··· EXERCISE PASSAGE

You’ve embraced your evolving role as a father and the new responsibilities associated with caring for our palliative son. Fatherhood has tested you early my dear husband and you have surpassed all expectations. Sure, you have moments (although rare) where you lose your patience, struggle with jealousy and succumb to the mental and physical exhaustion related with caring for a sick child but no parent is perfect. You however are the perfect father for our son.

When you look at our son, you look past his disabilities and still see the same boy who used to run to you smiling, babbling ‘Dada’ when you returned from work. You’ve retained your enthusiasm, constantly encouraging me to look beyond the lost opportunities and to continue building new memories. You haven’t received a full night’s sleep in months and have become more experienced than most nurses at advanced wound care, inserting nasogastric tubes and administering medicine subcutaneously. Your job as a father is thankless and made even more difficult because your hard work is not reciprocated through smiles and hugs like other dads but this has not defeated you.

I know it weighs on you but you couldn’t protect Theo from becoming sick and unfortunately you can’t prevent his pain but you have ensured that he is loved every minute of every day. You are and will always be his superhero.

You have been Theo’s caregiver alongside me for five months but next week you’ll be exchanging your stethoscope for your hardhat when you return to work for weeks at a time. As the pillar of this family, I know it will be not easy for you to leave us. No father should have to leave his child (albeit a palliative one) for any extended period. The sacrifice you are making for the security of our family is a testament to your love and loyalty.

······

WORK INSTRUCTION A
Answer these questions about the letter:
(i) What did the son babble when he ran to his father after work?
(ii) For how many months has the father been Theo's caregiver?
(iii) What will the father exchange his stethoscope for?
WORK INSTRUCTION B
Reproduce the part of the letter between "When you look" and "be his superhero.", inclusive.

··· GIVEN DATA

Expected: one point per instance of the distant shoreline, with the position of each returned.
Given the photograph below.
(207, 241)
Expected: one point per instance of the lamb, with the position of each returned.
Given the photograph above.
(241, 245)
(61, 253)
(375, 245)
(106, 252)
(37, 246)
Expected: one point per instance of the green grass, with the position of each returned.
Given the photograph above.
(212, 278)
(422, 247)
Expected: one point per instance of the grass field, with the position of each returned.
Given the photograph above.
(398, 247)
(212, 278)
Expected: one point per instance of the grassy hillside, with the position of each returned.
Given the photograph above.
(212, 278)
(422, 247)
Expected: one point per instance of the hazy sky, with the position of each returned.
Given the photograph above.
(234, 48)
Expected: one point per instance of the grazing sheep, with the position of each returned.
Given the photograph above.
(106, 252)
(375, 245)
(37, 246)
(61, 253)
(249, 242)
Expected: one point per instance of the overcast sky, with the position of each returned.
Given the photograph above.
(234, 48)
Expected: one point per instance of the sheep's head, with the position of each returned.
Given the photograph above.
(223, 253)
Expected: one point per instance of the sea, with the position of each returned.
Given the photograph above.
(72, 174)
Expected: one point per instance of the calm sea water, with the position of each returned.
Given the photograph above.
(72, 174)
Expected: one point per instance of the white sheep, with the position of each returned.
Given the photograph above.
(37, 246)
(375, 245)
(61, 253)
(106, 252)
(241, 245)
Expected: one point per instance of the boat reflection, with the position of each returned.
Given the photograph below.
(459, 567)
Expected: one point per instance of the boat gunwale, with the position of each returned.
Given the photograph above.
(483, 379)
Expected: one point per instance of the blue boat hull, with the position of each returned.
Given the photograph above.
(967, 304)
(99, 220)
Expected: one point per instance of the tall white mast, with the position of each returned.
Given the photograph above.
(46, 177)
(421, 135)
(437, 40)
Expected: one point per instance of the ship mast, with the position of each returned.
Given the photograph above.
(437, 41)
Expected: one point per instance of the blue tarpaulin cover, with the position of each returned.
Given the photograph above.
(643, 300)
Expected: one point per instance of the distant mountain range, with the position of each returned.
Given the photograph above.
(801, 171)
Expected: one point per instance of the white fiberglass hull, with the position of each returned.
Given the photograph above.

······

ANSWER A
(i) 'Dada'
(ii) Five months
(iii) His hardhat

ANSWER B
When you look at our son, you look past his disabilities and still see the same boy who used to run to you smiling, babbling ‘Dada’ when you returned from work. You’ve retained your enthusiasm, constantly encouraging me to look beyond the lost opportunities and to continue building new memories. You haven’t received a full night’s sleep in months and have become more experienced than most nurses at advanced wound care, inserting nasogastric tubes and administering medicine subcutaneously. Your job as a father is thankless and made even more difficult because your hard work is not reciprocated through smiles and hugs like other dads but this has not defeated you.

I know it weighs on you but you couldn’t protect Theo from becoming sick and unfortunately you can’t prevent his pain but you have ensured that he is loved every minute of every day. You are and will always be his superhero.